## Saved data entries
+ + + + +

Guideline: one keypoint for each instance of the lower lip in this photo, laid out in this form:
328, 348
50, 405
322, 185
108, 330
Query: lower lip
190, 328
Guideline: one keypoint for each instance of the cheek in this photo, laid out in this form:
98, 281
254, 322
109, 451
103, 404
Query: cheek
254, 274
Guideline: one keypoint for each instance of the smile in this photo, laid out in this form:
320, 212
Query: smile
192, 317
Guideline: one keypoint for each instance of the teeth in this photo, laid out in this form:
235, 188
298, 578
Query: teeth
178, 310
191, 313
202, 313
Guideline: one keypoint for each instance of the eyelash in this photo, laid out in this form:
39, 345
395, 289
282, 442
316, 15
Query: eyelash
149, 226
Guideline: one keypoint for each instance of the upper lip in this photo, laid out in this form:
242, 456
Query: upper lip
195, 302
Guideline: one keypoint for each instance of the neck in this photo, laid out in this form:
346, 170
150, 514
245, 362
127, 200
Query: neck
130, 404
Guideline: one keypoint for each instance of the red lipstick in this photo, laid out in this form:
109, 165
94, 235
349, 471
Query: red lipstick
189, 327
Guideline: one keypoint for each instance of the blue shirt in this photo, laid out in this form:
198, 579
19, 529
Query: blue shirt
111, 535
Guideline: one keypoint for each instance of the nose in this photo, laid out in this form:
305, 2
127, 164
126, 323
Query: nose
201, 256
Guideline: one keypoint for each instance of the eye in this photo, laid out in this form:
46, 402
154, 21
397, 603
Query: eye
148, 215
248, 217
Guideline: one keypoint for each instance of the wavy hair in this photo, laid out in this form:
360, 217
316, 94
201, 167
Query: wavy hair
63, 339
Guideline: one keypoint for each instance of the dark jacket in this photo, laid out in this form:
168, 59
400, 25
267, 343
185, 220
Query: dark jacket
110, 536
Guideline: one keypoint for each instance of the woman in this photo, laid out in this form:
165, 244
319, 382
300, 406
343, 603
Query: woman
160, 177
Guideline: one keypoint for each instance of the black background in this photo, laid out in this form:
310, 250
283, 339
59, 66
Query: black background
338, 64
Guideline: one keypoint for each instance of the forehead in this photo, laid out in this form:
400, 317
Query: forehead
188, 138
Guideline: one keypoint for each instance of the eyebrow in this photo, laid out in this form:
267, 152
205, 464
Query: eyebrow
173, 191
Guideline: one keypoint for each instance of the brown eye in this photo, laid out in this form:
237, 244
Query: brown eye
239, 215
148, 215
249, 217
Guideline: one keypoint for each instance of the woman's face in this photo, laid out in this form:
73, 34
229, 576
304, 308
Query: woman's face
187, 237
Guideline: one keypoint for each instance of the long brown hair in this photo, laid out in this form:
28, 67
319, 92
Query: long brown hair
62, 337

+ + + + +

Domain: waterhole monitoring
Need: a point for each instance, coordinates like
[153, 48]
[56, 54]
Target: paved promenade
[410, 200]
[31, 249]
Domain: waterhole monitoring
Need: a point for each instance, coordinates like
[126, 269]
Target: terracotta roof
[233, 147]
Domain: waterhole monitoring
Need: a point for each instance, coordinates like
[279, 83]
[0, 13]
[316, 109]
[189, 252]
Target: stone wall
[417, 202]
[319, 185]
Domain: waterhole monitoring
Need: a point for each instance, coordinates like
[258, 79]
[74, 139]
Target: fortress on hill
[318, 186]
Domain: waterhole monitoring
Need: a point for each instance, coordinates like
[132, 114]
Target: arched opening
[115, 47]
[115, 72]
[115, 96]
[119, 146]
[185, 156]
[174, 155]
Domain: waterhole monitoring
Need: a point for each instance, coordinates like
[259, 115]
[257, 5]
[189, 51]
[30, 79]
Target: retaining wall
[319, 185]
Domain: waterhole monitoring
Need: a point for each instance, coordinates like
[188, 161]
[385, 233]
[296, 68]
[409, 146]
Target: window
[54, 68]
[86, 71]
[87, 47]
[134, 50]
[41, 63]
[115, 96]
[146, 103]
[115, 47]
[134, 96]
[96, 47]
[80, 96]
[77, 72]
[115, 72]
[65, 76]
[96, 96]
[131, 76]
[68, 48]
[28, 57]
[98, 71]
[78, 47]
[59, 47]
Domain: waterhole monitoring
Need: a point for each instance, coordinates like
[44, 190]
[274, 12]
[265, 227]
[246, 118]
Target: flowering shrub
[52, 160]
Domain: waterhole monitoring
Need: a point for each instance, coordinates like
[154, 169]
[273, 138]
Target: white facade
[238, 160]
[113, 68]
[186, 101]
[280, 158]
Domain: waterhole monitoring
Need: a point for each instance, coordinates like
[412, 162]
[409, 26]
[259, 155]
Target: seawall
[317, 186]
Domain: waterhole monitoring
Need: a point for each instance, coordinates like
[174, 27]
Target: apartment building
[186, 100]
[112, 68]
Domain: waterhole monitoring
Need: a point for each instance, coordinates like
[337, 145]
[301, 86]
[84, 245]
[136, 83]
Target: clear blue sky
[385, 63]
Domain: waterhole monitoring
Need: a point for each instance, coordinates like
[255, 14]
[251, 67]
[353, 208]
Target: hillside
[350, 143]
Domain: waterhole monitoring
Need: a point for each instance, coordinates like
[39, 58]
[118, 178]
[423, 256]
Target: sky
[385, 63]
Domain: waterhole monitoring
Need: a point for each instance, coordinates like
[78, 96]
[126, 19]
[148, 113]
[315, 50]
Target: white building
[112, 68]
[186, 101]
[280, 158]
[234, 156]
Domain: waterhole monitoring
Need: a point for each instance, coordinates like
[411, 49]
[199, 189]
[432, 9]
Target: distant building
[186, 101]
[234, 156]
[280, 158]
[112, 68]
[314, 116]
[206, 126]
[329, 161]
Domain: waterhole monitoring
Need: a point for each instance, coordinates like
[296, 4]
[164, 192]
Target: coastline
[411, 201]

+ + + + +

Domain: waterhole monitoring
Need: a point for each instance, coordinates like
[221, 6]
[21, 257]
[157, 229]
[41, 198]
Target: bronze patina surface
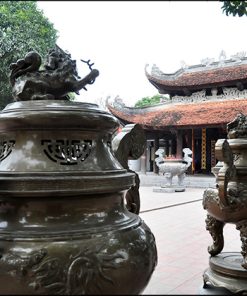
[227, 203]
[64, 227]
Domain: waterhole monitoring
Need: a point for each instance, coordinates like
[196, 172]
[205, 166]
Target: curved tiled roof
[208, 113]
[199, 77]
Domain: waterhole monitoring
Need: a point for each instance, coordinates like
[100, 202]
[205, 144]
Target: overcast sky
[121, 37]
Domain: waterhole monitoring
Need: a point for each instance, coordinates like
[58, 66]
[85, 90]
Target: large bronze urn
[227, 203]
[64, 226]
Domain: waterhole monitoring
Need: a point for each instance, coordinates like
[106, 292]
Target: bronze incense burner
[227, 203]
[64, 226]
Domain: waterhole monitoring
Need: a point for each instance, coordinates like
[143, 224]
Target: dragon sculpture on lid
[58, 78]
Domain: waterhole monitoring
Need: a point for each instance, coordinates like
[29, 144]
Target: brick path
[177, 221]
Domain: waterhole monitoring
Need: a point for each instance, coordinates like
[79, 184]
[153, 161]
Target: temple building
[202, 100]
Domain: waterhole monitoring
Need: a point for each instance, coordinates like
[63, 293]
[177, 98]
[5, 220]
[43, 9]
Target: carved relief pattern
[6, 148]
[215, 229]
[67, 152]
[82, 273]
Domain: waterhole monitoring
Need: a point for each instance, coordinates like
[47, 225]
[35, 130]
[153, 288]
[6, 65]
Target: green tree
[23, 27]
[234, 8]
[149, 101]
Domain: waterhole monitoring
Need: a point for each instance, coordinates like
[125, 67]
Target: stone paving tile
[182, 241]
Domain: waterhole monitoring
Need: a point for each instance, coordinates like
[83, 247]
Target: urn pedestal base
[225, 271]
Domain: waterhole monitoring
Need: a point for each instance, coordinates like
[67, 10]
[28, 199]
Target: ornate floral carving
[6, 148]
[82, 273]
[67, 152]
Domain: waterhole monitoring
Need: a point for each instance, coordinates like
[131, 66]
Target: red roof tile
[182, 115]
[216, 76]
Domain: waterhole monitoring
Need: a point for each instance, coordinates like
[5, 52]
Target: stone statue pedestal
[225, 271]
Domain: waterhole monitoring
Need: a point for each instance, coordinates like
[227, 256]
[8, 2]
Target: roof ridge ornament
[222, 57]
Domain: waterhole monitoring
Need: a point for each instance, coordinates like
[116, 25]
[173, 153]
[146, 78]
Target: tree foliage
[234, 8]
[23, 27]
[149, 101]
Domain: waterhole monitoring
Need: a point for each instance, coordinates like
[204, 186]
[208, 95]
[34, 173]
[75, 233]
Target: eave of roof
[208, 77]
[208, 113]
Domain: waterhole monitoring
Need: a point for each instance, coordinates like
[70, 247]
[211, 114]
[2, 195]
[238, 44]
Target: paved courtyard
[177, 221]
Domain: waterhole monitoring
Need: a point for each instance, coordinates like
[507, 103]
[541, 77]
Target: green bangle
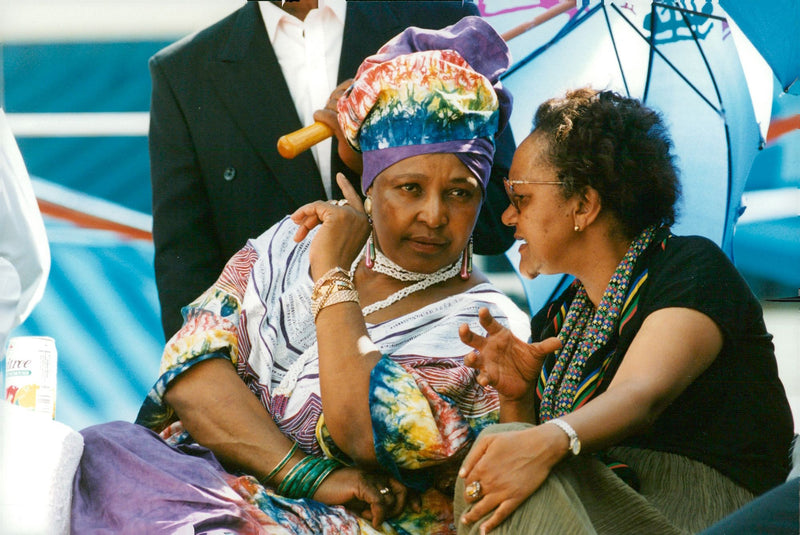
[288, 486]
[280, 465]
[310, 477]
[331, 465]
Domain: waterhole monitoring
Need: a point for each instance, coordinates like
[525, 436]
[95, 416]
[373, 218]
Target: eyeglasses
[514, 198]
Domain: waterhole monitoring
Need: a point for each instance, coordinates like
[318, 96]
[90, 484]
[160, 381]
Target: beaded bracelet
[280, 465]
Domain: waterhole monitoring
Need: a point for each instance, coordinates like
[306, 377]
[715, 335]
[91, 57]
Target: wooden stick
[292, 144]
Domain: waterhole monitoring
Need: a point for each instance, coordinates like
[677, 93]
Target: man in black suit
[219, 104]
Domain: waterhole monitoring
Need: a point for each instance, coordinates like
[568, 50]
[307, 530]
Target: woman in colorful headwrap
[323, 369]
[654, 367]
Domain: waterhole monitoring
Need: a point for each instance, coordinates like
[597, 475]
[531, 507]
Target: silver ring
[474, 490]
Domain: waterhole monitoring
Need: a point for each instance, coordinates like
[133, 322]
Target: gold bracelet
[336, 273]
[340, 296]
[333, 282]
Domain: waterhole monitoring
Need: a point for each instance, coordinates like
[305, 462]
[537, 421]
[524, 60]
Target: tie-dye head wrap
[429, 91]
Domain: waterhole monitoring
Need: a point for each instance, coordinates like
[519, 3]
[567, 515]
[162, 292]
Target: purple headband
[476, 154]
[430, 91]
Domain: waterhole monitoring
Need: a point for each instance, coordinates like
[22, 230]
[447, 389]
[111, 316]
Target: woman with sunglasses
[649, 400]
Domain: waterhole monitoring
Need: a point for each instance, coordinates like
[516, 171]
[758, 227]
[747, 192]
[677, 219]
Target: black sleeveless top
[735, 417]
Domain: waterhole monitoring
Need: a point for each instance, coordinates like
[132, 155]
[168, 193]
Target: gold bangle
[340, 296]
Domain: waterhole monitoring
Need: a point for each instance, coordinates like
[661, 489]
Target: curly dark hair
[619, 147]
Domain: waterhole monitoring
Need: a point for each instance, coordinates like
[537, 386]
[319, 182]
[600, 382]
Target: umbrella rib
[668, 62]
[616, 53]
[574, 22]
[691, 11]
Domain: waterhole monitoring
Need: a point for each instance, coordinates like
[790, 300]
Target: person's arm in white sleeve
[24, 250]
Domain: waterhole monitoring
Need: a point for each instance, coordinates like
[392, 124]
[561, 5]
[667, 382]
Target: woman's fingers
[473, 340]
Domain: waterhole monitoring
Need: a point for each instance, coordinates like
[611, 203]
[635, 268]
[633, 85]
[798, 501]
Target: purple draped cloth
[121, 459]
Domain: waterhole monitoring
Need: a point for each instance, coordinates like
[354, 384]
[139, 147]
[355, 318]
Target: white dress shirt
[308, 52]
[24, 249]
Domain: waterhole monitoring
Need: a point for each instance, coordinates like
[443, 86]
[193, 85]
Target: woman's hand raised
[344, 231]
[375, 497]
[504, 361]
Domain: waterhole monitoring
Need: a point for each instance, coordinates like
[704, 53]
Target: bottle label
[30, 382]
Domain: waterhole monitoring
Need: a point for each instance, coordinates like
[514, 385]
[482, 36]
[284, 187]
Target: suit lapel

+ + + + +

## Problem
Please find every line above that contains the string "hair" and copy each one out in full.

## Final result
Guideline: one keypoint for each instance of the wavy hair in this photo, laid out in this form:
Query: wavy hair
Guideline: one keypoint for each instance of the long brown hair in this photo, laid out in this form:
Query: long brown hair
Target: curly dark hair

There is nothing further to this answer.